Written instruction
Rewrite all of the data below, replacing "boulder" with "large rock" and keeping everything else the same. Omit the pictures from your answer.

— begin Data provided —

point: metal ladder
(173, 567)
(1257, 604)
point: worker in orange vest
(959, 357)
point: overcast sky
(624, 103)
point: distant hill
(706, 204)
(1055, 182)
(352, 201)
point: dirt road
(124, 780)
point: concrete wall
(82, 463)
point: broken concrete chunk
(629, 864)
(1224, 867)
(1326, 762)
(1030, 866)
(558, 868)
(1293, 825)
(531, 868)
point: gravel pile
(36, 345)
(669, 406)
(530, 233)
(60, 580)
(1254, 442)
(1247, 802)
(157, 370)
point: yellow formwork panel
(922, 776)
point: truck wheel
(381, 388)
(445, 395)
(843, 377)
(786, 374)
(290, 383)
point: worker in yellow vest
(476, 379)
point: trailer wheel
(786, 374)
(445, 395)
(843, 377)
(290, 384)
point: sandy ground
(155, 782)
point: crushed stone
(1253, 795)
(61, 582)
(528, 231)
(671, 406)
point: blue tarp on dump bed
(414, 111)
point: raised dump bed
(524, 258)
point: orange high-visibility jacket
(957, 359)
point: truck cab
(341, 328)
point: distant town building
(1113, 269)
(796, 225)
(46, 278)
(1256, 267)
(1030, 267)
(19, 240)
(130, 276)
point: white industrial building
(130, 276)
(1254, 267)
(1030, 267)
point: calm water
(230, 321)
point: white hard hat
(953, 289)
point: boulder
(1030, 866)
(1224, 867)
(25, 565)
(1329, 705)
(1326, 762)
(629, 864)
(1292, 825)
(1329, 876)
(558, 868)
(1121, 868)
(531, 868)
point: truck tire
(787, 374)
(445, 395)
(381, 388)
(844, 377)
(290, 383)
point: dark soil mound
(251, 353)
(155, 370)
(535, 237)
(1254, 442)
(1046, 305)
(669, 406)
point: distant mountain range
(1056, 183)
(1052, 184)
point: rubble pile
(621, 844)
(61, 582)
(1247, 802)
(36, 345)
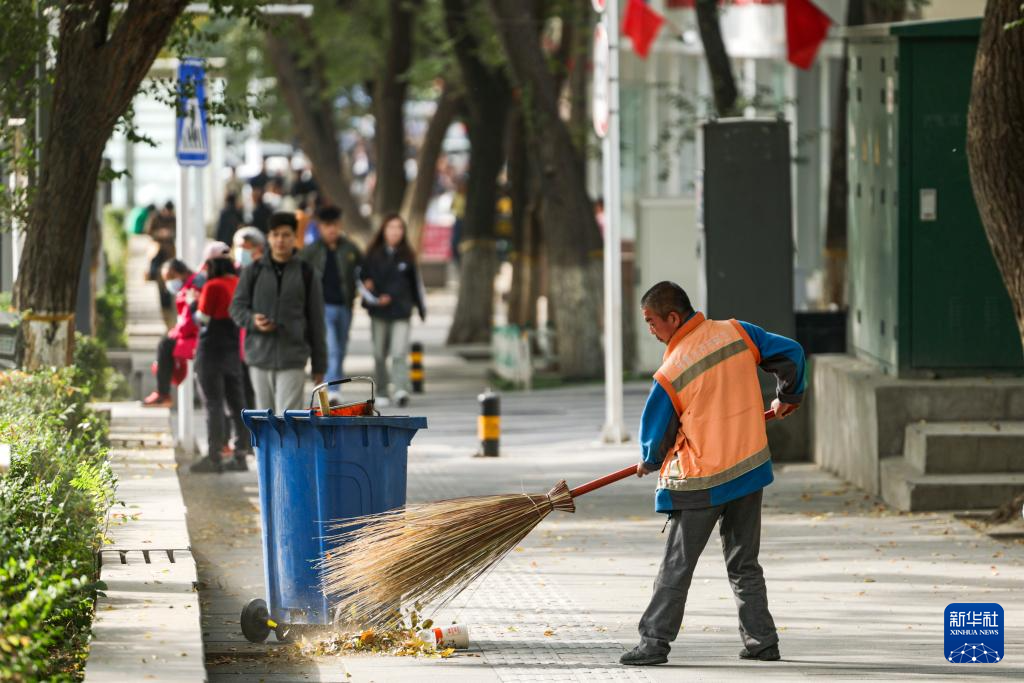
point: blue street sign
(192, 141)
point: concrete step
(905, 487)
(946, 447)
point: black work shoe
(206, 465)
(769, 653)
(637, 657)
(239, 464)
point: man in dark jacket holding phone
(280, 303)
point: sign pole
(192, 150)
(614, 430)
(182, 247)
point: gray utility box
(744, 223)
(10, 341)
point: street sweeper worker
(702, 430)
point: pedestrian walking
(280, 303)
(261, 212)
(704, 429)
(161, 226)
(218, 365)
(336, 260)
(179, 343)
(248, 245)
(391, 289)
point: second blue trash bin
(312, 471)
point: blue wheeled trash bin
(312, 471)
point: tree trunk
(301, 81)
(858, 12)
(723, 83)
(487, 100)
(389, 98)
(995, 143)
(520, 253)
(96, 75)
(419, 193)
(572, 240)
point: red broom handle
(621, 474)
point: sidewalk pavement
(857, 590)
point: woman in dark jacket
(391, 289)
(219, 366)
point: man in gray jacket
(280, 304)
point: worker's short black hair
(667, 297)
(279, 218)
(329, 214)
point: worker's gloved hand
(781, 410)
(642, 469)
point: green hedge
(53, 504)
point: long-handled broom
(432, 551)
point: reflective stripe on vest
(710, 372)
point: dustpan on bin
(320, 400)
(313, 470)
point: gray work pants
(279, 390)
(689, 530)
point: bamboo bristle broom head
(429, 552)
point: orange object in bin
(320, 401)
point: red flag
(641, 24)
(806, 28)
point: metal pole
(186, 432)
(614, 431)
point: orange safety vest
(710, 371)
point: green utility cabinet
(926, 297)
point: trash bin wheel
(254, 621)
(286, 633)
(290, 633)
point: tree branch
(102, 23)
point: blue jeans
(338, 319)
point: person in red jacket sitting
(179, 344)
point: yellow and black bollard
(489, 423)
(416, 367)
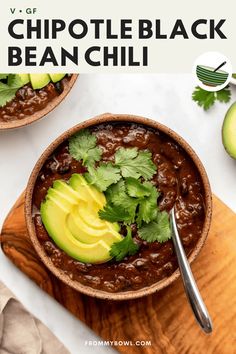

— end Data provided —

Output
point: metal ladder
(173, 567)
(1257, 604)
point: worker in orange vest
(959, 357)
point: overcast sky
(624, 103)
point: distant hill
(706, 204)
(1055, 182)
(352, 201)
point: dirt road
(124, 780)
point: concrete wall
(82, 463)
point: broken concrete chunk
(629, 864)
(1224, 867)
(1326, 762)
(1030, 866)
(558, 868)
(1293, 825)
(531, 868)
point: gravel pile
(36, 345)
(669, 406)
(530, 233)
(60, 580)
(1254, 442)
(1247, 802)
(157, 370)
point: yellow formwork panel
(922, 776)
point: truck wheel
(381, 388)
(445, 395)
(843, 377)
(786, 374)
(290, 383)
point: worker in yellow vest
(476, 379)
point: trailer wheel
(786, 374)
(445, 395)
(843, 377)
(290, 384)
point: sandy ground
(155, 782)
point: crushed stone
(1253, 795)
(61, 582)
(528, 231)
(671, 406)
point: blue tarp on dump bed
(414, 111)
point: raised dump bed
(524, 258)
point: orange high-visibility jacket
(957, 359)
point: truck cab
(341, 328)
point: distant town building
(1113, 269)
(796, 225)
(46, 278)
(1256, 267)
(1030, 267)
(19, 240)
(130, 276)
point: white industrial building
(130, 276)
(1254, 267)
(1030, 267)
point: calm water
(230, 321)
point: white hard hat
(953, 289)
point: large rock
(1030, 866)
(1224, 867)
(25, 565)
(1329, 705)
(1326, 762)
(629, 864)
(1292, 825)
(1329, 876)
(558, 868)
(1121, 868)
(531, 868)
point: truck tire
(787, 374)
(445, 395)
(381, 388)
(844, 377)
(290, 383)
point: dark soil mound
(251, 353)
(155, 370)
(535, 237)
(1254, 442)
(1046, 305)
(669, 406)
point: distant mountain range
(1056, 183)
(1052, 184)
point: rubble pile
(621, 844)
(61, 582)
(1247, 802)
(36, 345)
point: blue street sign
(192, 141)
point: concrete step
(905, 487)
(946, 447)
point: black work shoe
(206, 465)
(769, 653)
(637, 657)
(239, 464)
point: man in dark jacket holding phone
(280, 303)
point: sign pole
(192, 150)
(614, 430)
(182, 247)
point: gray utility box
(744, 223)
(10, 341)
point: street sweeper worker
(702, 430)
point: pedestrian walking
(280, 303)
(261, 212)
(704, 429)
(161, 226)
(218, 365)
(336, 260)
(179, 343)
(248, 245)
(391, 289)
point: second blue trash bin
(312, 471)
point: blue wheeled trash bin
(312, 471)
point: tree trunk
(301, 81)
(858, 12)
(723, 83)
(487, 100)
(389, 98)
(995, 143)
(520, 253)
(96, 75)
(419, 193)
(572, 240)
point: red broom handle
(621, 474)
point: sidewalk pavement
(857, 590)
point: woman in dark jacket
(391, 289)
(219, 366)
point: man in gray jacket
(280, 304)
point: worker's short black hair
(667, 297)
(279, 218)
(329, 214)
point: worker's gloved hand
(781, 410)
(642, 469)
point: green hedge
(53, 504)
point: long-handled broom
(432, 551)
point: reflective stripe on vest
(710, 372)
point: dustpan on bin
(320, 400)
(313, 470)
point: gray work pants
(279, 390)
(689, 530)
point: bamboo bristle broom head
(429, 552)
point: orange object in bin
(320, 401)
point: red flag
(641, 24)
(806, 28)
point: metal pole
(186, 432)
(614, 431)
point: orange safety vest
(710, 371)
point: green utility cabinet
(926, 297)
point: trash bin wheel
(254, 621)
(286, 633)
(290, 633)
point: tree branch
(102, 23)
point: blue jeans
(338, 319)
point: person in red jacket sitting
(179, 344)
point: yellow and black bollard
(489, 423)
(416, 367)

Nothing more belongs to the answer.